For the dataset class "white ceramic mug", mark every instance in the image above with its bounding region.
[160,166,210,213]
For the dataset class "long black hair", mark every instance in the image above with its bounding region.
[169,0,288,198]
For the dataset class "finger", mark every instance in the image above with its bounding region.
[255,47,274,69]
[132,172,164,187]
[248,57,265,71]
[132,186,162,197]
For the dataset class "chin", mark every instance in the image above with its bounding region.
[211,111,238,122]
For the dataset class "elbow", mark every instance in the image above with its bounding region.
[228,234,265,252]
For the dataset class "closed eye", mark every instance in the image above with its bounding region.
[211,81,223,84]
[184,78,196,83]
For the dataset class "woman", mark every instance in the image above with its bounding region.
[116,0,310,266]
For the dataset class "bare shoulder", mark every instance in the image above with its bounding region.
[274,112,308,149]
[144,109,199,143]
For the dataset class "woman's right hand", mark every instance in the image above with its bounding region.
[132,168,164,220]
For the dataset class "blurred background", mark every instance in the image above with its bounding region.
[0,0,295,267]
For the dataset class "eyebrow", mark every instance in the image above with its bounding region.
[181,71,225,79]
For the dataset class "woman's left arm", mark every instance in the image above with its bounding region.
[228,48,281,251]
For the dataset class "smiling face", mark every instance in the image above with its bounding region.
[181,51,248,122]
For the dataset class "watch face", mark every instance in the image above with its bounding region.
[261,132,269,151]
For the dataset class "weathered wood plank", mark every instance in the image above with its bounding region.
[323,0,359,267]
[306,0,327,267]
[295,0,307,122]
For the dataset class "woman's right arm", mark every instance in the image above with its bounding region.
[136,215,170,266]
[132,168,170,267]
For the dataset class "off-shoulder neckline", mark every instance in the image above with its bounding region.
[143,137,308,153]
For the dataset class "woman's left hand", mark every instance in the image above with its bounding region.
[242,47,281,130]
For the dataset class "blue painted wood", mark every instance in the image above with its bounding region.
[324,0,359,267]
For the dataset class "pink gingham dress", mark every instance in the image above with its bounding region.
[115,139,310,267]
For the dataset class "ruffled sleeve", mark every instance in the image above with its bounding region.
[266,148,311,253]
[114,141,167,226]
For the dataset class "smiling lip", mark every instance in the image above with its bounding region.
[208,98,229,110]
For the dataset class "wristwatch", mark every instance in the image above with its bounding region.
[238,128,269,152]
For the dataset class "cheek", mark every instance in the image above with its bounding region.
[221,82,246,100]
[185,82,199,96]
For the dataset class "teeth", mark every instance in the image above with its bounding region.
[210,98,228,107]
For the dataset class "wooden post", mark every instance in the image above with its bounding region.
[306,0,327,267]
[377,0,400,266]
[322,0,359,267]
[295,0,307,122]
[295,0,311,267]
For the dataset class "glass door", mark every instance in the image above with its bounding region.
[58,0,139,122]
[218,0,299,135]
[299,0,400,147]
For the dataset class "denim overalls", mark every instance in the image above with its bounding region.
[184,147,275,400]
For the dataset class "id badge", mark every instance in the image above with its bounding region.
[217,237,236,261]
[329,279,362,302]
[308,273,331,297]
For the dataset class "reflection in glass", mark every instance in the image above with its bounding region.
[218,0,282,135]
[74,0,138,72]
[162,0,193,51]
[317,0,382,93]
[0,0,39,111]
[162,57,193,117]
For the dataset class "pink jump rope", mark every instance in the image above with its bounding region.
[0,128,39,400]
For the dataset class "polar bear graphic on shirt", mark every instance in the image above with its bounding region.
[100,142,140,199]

= = = = = = =

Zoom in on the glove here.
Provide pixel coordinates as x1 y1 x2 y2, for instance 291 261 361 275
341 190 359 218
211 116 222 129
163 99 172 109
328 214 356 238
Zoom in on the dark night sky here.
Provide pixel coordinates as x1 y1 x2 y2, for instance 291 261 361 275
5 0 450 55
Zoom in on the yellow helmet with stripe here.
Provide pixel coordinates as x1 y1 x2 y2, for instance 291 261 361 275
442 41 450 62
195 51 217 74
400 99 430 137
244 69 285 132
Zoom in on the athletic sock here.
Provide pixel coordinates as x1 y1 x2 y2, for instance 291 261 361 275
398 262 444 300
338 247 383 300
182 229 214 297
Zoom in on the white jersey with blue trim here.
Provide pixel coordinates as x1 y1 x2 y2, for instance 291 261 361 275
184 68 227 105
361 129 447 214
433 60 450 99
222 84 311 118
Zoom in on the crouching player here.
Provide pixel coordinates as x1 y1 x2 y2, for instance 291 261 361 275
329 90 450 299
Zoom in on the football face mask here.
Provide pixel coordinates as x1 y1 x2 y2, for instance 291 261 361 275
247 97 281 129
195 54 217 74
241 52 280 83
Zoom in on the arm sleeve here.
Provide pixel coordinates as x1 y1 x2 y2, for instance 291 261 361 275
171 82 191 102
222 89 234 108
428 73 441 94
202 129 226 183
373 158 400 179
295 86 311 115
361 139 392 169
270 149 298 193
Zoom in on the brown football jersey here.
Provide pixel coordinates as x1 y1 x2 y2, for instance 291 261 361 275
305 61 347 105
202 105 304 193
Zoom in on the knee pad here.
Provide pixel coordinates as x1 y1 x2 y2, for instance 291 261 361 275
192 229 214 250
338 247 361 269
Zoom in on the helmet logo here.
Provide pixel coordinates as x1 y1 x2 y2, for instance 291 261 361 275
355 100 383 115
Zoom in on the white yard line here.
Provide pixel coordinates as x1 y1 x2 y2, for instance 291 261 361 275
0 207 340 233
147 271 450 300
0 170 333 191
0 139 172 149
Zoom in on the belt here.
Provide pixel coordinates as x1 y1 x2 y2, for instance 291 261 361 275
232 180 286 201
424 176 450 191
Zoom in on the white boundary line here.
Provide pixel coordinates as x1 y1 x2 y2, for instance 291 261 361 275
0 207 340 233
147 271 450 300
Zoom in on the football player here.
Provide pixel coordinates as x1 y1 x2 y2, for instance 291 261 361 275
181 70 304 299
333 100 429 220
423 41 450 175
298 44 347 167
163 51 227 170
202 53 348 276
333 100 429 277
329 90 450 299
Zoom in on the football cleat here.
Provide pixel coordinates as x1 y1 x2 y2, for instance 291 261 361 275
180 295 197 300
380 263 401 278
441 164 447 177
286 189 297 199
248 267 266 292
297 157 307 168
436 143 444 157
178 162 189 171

= = = = = = =

• **REQUIREMENTS**:
Copy out, word for word, the part of the listing above that starts with the line containing "Zoom in on the football cleat here." and ends with the line containing "178 162 189 171", including both of those lines.

• **IN RESPONSE**:
Zoom in on the football cleat here.
Provide pixel coordinates as x1 y1 x2 y2, for instance 291 261 361 275
180 295 197 300
380 263 401 278
441 164 447 177
286 189 297 199
248 267 266 292
297 157 307 168
436 143 444 157
178 162 189 171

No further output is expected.